It is easy to forget with the avalanche of health messages we get from the popular media that we are more than blood pressure readings or cholesterol levels. Our lives are embedded into a complex landscape that has children, grandchildren, older parents, challenging jobs, marriages, and uneven health. Any road map that does not give us the tools to manage the whole process, life as we really live it, can’t help us. We don’t need a diet as much as we need a clear view of how the physical and psychological issues of our lives either work for us or against us. This is the value of what the centenarians have to teach us.

The goal is to upgrade the quality of our lives. Knowing the whole plan makes upgrading the parts so much easier. Why? Because we see how they are connected together in way that makes sense to us. Because we see how even a small step in one area yields huge results in the other areas. Because we see that one part of the plan does not replace or overshadow the other. Because we finally see that no doctor, no diet book, no fitness program can provide us with the invaluable perspective from the end of the journey, the advantage of looking back at what worked and why. This is the centenarian’s gift to us, the one they lived and now pass on to us to help us invent our future.

We wrote this book to provide you with a clear understanding why the centenarian markers are so crucial to quality of life and how they provide a clear road map that anyone can adopt at any age to upgrade the quality of their life. Knowing the centenarian markers is one thing; putting them into practice is another. The value of the book lies in its common sense approach to incorporating, most of the time in baby steps, this wisdom into our lives. It is not the big decisions that influence our lives so much as it is the small, determined decisions that yield profound influence over what we become. We are big on baby steps.

So as millions of baby boomers navigate 50-something, they are traveling through a critical period of time that will determine their future, the last major 20-year segment they have to invent a different outcome to their health story. For a larger portion of baby boomer population, this is a wake up call, like it or not. Which brings us to another important aspect of this book. It offers a plan that allows anyone to upgrade the quality of their life, on their own time schedule, in the order that suits them best, and in the manner that reflects who they are. Like we said, we are big on baby steps. Just choosing one new habit, one new goal from the nine markers we outline in the book can have a dramatic impact on the individual and those around him or her. This is what happen to Alan.

__What you need to do__.
1. The passage on centenarians describes the complex landscape our lives are embedded in. List each part of that landscape that it names.
2. Resume the passage on centenarians and baby steps, starting right after its final sentence.
The data that comes next has no connection to the text about centenarians.

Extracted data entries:
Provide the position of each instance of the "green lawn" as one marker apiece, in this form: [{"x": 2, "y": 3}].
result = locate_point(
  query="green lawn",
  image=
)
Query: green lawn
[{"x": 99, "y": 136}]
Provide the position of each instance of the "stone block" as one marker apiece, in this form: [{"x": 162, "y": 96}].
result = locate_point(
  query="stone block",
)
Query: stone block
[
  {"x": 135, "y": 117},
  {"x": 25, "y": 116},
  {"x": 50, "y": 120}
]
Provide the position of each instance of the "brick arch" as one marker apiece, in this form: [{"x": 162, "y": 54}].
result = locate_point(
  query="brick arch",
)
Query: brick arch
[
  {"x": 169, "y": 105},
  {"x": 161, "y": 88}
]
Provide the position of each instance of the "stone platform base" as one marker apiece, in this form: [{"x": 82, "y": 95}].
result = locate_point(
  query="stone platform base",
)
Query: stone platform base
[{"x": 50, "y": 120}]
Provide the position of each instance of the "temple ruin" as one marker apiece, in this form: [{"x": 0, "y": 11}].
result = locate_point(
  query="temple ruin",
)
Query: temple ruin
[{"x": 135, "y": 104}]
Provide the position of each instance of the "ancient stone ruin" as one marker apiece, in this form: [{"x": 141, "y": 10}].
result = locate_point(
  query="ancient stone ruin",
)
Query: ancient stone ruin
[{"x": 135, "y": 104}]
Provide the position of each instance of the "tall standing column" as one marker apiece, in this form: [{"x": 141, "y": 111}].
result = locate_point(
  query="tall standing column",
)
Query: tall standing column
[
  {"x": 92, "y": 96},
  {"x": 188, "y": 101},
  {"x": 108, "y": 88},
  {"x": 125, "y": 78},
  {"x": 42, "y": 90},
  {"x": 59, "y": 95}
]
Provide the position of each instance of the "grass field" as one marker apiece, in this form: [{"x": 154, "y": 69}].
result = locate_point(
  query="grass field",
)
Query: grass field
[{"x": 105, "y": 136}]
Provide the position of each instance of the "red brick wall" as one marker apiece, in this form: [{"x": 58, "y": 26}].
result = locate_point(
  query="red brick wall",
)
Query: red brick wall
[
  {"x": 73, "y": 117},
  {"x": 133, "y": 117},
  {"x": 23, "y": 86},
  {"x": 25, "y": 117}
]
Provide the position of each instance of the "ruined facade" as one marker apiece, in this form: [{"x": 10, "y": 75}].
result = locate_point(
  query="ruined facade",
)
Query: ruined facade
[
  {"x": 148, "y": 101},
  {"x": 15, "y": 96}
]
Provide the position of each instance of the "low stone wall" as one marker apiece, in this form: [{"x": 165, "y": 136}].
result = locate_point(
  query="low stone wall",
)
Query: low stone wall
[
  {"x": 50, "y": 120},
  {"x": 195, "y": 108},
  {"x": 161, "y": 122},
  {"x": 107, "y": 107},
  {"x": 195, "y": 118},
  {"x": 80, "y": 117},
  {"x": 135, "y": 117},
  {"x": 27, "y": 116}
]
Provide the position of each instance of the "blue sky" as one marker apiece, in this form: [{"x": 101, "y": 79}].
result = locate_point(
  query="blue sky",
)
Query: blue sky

__Responses to the tasks__.
1. children, grandchildren, older parents, challenging jobs, marriages, uneven health

2.
Alan heard us give a presentation on the centenarian markers. He can up afterwards to discuss a number of issues. Alan was looking for an upgrade in many areas of his life. Where to begin? What is the one step you can take in the next 90 days we asked him? Maybe a health check up he suggested. He was 55 and was long overdue for a physical. He decided to take that baby step and get a check up, colonoscopy and all. To his relief, everything was normal. He was relived and inspired. He opted for another small step. He began to test ways to get better connected in his community. Baby steps, piece by piece, building an upgraded future, on his own terms, piggy backing off of one goal after another, using the centenarian road map for keeping on course, remembering how the whole game was meant to be played.

While this book incorporates the wisdom of those who have lived to a 100 and beyond, it is not about longevity. Life is not a contest to see who last the longest. This book is about quality, about a balanced life that is more meaningful and satisfying. We won’t promise you that following the wisdom of centenarian markers will get you to 100, but wouldn’t it be wonderful as you approach 80 years of age and older to be like Jack and Heather? That is the purpose of this book, to provide you with a set of tools and strategies to minimize the development of future disease and to preserve good health, to upgrade your life to the highest quality you can have, for yourself and for those who are connected to you.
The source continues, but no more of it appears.